## start
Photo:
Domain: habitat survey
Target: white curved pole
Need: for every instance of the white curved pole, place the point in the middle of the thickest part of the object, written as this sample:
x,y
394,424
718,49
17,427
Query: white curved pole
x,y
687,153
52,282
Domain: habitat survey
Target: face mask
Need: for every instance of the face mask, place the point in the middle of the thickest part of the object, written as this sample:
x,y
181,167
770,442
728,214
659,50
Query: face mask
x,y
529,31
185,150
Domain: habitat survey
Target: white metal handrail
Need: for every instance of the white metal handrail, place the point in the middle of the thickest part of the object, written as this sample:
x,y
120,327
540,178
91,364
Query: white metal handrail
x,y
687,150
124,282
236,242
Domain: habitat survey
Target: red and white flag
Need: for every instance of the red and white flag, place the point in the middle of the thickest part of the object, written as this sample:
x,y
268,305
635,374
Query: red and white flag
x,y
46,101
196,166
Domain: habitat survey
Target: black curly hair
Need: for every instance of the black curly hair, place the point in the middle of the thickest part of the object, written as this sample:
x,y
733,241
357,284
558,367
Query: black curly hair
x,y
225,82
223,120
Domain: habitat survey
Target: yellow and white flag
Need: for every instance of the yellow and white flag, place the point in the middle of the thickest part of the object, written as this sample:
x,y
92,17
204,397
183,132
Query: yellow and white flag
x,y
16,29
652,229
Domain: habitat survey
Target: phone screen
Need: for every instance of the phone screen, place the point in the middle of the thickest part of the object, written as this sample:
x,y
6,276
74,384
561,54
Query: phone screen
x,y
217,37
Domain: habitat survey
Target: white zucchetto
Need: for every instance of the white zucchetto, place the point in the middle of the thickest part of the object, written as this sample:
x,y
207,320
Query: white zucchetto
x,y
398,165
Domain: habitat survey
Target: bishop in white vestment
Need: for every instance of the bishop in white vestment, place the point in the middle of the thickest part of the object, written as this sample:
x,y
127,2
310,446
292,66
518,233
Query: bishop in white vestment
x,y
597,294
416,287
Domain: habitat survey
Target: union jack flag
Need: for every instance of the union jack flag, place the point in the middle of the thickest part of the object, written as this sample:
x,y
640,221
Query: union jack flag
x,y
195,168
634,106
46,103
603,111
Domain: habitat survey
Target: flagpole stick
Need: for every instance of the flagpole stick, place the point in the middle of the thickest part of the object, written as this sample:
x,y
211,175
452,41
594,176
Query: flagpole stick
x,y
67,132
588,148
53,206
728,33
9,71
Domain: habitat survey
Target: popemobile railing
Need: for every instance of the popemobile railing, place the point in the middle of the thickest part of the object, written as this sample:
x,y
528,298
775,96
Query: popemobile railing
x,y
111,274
## end
Repeat the data in its entirety, character for character.

Exercise output.
Photo:
Domain: habitat survey
Target: white curved pole
Need: for every instance of the white curved pole, place the point in the middle of the thickest part of the object, written as this sample:
x,y
394,424
718,49
17,427
Query: white curved pole
x,y
687,153
52,282
Domain: habitat survey
Target: face mask
Need: for every instance of the face mask, place the point in the middle of the thickest part of the object, written as this sample:
x,y
181,167
770,442
728,214
659,50
Query: face mask
x,y
529,31
185,150
Domain: habitat survey
Target: white metal handrail
Need: for every instance of the white metal handrail, place the point in the middle of the thickest part of the object, written as this sample:
x,y
120,327
540,178
91,364
Query: white metal handrail
x,y
687,150
124,282
236,242
Domain: habitat survey
Target: red and white flag
Need: for every instance of the red and white flag, place the point in the middle of the thickest part of the object, written as this sample:
x,y
268,305
635,374
Query: red and white flag
x,y
46,101
196,166
Domain: habitat survey
Target: black curly hair
Need: for every instance of the black curly hair, place the point in the middle of the thickest part of the object, written as this sample:
x,y
733,241
357,284
558,367
Query: black curly hair
x,y
225,82
223,120
Domain: habitat survey
Target: yellow and white flag
Need: for every instance of the yellow and white flag, place the point in the middle of the thickest part of the object, written as this sample:
x,y
92,17
204,397
183,132
Query: yellow and white flag
x,y
16,29
652,229
Domain: habitat survey
Target: phone screen
Need: for every instance of the phone screen, place the point in the middle of the thickest part of the object, written as this sample:
x,y
6,276
74,384
561,54
Query: phone screen
x,y
217,37
Domain: habitat survey
Target: white zucchetto
Need: for every instance of the white zucchetto, place the point in the middle of the thickest part of the object, written as this sample:
x,y
207,320
Query: white zucchetto
x,y
398,165
Domain: habitat survey
Target: bishop in white vestment
Need: for every instance of the bishop in white vestment, place the point in the middle of the thickest part of the object, written as this sample:
x,y
127,2
310,446
292,66
518,233
Query: bishop in white vestment
x,y
597,294
416,287
Domain: habitat survey
Target: union jack flag
Need: for every instance of the union jack flag, place the point in the middle of the thickest part of the object, written as this sample:
x,y
640,221
Query: union jack flag
x,y
195,168
634,106
46,103
603,111
Domain: habitat survey
Target: flagpole stick
Need: for every instance of the flagpole stick, place the point in the middle of the thickest part of the object, written as this sample:
x,y
211,175
452,41
594,176
Query: flagpole stick
x,y
67,132
588,148
53,206
728,33
9,71
Domain: habitat survey
Target: popemobile railing
Need: for every instance of the popemobile railing, place the point in the middle of the thickest part of the object, written as this sample:
x,y
528,298
775,96
Query: popemobile railing
x,y
111,274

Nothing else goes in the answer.